◆ ARTICLE ◆
== == ==

FIG. 31D is a right side view of an upper end portion of an arm support member.
FIG. 31E is a front detailed view of the upper end portion of the arm support member.
FIG. 31F is a rear detailed view of the upper end portion of the arm support member.
FIG. 32A is a right isometric detailed view of right and left cable-pulley assemblies.
FIG. 32B is a left isometric detailed view of right and left cable-pulley assemblies.
FIG. 32C is a cross sectional view of a linearizing cam and belt pulley connected with a resistance belt.
FIG. 33A is an exploded view of tensioning mechanism.
FIG. 33B is a cross sectional view of a belt pulley.
FIG. 33C is a cross sectional view of a locking member.
FIG. 33D is a cross sectional view of the tensioning mechanism showing the locking member disengaged from the belt pulley.
FIG. 33E is a cross sectional view of the tensioning mechanism showing the locking member engaged with the belt pulley.
FIG. 34A is an isometric view of resistance pack showing a first side.
FIG. 34B is an isometric view of the resistance pack showing a second side.
FIG. 34C is an isometric view of the first side of the resistance pack shown in a resistance element.
FIG. 34D is a side view of the resistance element.
FIG. 34E is an isometric view of a resistance element having a first width.
FIG. 34F is an isometric view of a resistance element having a second width.
FIG. 34G is an isometric view of a resistance element having a third width.
FIG. 35A is a detailed view of a linearizing cam and resistance axle.
FIG. 35B is an exploded view of a linearizing cam, first resistance pack, a clam shell clamp, and resistance axle.
FIG. 35C is a cross sectional view of the clam shell claim and resistance axle.
FIG. 36A is a right side isometric view of a second alternative exercise device.
FIG. 36B is a left side isometric view of a second alternative exercise device.
FIG. 36C is right front isometric view of a cable-pulley system of the second alternative exercise device.
FIG. 36D is left rear isometric view of a cable-pulley system of the second alternative exercise device.
FIG. 36E is left front isometric view of a cable-pulley system of the second alternative exercise device.
FIG. 36F is right rear isometric view of a cable-pulley system of the second alternative exercise device.

== == ==

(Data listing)
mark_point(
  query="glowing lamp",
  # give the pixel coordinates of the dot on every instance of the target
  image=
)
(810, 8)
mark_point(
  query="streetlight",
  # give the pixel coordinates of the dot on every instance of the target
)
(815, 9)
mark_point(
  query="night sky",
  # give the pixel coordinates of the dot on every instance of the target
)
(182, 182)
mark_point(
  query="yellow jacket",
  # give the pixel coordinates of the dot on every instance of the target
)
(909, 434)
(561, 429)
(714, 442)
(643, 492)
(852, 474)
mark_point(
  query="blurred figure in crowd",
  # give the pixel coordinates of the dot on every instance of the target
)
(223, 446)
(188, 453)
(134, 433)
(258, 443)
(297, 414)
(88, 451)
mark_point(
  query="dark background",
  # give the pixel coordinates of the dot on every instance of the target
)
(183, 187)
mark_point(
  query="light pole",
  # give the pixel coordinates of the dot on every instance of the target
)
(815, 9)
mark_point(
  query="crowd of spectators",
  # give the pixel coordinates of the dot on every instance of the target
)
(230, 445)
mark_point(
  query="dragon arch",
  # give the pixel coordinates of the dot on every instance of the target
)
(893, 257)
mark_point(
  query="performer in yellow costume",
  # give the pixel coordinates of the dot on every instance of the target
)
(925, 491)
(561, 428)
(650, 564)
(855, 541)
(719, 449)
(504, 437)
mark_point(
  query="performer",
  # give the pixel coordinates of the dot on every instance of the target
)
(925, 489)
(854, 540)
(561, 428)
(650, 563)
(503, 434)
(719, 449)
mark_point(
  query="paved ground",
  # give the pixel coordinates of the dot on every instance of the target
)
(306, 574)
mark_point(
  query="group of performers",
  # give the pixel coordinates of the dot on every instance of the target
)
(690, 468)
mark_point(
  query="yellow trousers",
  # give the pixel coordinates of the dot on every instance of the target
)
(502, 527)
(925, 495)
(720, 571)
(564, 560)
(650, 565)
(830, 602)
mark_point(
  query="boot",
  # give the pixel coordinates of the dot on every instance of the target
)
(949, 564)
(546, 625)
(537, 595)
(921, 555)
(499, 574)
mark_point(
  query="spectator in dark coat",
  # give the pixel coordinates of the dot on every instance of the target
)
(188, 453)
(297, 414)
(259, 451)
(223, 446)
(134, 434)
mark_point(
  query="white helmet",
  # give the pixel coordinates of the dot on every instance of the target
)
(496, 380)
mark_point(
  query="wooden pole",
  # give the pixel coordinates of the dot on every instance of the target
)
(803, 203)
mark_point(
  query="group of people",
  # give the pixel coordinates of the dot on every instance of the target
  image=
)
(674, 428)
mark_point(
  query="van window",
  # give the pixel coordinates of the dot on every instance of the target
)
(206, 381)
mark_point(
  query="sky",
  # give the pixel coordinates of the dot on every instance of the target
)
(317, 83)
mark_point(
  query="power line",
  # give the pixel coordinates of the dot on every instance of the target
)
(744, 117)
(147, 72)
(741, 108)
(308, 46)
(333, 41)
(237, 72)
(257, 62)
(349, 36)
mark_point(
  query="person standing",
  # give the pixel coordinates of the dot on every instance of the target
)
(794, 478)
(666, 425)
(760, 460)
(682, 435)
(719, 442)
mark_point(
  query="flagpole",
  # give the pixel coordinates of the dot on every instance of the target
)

== == ==

◆ GIVEN TASK 1 ◆
Reproduce the figure descriptions between "FIG. 33D is" and "with the belt pulley.", inclusive.
◆ GIVEN TASK 2 ◆
In the figure descriptions, which figure is an exploded view of the tensioning mechanism?
Rely only on the figure descriptions.

◆ WRITTEN REPLY 1 ◆
FIG. 33D is a cross sectional view of the tensioning mechanism showing the locking member disengaged from the belt pulley.
FIG. 33E is a cross sectional view of the tensioning mechanism showing the locking member engaged with the belt pulley.

◆ WRITTEN REPLY 2 ◆
FIG. 33A